OBJECTIVE
Emit a verbatim copy of the lines running from the line with "the stone fortress" through the end of the material below.

PROVIDED DATA
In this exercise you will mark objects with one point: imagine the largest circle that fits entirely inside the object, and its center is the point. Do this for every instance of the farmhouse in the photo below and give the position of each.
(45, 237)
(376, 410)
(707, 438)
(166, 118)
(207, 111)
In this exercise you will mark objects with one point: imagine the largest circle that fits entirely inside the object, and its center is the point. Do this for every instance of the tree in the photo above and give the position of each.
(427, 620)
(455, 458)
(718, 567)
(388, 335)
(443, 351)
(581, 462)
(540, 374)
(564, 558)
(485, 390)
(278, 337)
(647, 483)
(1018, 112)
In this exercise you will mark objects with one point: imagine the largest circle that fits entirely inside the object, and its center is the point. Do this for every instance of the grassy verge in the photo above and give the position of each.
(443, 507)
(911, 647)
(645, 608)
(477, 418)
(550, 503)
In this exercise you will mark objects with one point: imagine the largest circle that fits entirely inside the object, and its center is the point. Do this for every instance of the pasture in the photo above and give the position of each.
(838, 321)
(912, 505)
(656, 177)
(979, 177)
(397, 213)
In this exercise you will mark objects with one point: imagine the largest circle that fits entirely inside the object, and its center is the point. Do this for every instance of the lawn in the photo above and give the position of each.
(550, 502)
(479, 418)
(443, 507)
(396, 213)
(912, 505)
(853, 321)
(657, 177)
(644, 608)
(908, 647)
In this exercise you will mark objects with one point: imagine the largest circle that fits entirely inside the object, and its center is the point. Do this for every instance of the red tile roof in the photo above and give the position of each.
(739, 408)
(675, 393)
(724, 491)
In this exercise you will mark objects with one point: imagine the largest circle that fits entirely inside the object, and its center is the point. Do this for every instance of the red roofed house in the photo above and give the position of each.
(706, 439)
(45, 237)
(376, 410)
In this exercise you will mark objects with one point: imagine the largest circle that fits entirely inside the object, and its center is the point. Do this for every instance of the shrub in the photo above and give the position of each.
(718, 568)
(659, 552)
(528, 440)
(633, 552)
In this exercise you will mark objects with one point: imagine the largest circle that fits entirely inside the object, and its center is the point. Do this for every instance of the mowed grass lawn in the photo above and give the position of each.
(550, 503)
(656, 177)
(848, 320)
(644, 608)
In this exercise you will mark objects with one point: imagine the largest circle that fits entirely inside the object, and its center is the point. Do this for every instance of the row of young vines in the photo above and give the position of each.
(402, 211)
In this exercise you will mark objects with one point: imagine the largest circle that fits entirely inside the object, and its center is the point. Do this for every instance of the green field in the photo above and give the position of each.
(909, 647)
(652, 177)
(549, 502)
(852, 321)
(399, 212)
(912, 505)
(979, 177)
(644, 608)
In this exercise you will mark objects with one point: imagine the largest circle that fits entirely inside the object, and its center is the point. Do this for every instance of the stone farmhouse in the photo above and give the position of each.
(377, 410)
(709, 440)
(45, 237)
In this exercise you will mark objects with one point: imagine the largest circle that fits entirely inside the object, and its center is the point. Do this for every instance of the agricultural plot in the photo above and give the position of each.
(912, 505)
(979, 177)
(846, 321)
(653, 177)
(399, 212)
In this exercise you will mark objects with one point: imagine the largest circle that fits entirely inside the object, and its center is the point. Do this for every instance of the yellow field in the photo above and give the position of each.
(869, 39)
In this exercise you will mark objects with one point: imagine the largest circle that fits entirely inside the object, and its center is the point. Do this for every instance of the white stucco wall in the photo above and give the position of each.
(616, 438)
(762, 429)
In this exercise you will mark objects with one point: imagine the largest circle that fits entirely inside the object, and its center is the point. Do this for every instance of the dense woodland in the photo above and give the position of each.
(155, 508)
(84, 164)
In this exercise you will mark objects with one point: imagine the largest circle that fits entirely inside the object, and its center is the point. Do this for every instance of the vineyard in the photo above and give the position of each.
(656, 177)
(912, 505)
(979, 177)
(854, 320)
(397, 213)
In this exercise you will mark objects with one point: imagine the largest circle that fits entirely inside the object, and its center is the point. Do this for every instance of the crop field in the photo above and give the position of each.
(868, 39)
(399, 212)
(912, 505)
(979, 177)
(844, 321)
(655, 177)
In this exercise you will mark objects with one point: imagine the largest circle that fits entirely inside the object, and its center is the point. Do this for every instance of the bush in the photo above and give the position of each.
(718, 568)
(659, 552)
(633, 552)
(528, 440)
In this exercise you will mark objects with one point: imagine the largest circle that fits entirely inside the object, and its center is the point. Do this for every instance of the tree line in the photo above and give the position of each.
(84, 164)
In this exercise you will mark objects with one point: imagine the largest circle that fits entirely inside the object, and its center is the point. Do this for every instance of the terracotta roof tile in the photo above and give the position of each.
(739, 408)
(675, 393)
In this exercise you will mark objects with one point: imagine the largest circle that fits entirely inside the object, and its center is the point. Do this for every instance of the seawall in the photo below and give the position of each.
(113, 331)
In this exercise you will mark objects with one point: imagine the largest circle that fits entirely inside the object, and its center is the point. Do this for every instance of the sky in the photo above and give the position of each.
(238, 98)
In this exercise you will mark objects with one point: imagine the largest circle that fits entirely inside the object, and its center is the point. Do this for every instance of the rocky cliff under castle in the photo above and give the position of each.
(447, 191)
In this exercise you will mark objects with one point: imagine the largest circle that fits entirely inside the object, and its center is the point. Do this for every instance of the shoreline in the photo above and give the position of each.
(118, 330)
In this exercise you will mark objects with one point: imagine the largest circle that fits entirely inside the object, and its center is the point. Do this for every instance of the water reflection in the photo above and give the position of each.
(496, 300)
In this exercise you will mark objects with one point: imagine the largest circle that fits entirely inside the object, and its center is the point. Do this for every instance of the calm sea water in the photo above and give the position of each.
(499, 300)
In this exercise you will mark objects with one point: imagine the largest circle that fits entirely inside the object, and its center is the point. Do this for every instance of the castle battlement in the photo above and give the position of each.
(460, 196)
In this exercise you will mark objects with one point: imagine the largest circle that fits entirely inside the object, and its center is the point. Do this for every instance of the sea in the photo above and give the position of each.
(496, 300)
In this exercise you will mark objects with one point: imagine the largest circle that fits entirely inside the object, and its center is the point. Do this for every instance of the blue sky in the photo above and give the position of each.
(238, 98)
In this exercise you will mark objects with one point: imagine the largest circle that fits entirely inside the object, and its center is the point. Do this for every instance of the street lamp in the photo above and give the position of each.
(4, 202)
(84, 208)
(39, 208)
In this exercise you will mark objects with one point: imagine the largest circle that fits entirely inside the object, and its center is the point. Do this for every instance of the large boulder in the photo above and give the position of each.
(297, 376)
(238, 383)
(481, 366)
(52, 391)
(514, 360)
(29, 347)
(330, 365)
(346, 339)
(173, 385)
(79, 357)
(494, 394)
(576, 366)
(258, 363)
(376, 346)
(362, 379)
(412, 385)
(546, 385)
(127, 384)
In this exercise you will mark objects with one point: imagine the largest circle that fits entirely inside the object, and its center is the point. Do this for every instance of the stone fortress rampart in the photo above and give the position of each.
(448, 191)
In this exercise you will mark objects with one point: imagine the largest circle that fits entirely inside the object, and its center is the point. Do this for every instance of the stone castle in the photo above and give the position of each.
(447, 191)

REPLY
In this exercise you will mark objects with one point: imagine the largest circle that fits entirely inside the object, and its center is the point. Do this for every instance of the stone fortress rampart in the photo above and give the position of each.
(448, 191)
In this exercise you will mark objects with one point: imagine the largest circle that fits entirely inside the object, and its center is the point. Do this for every instance of the stone castle in the photo above and give the position of each.
(447, 191)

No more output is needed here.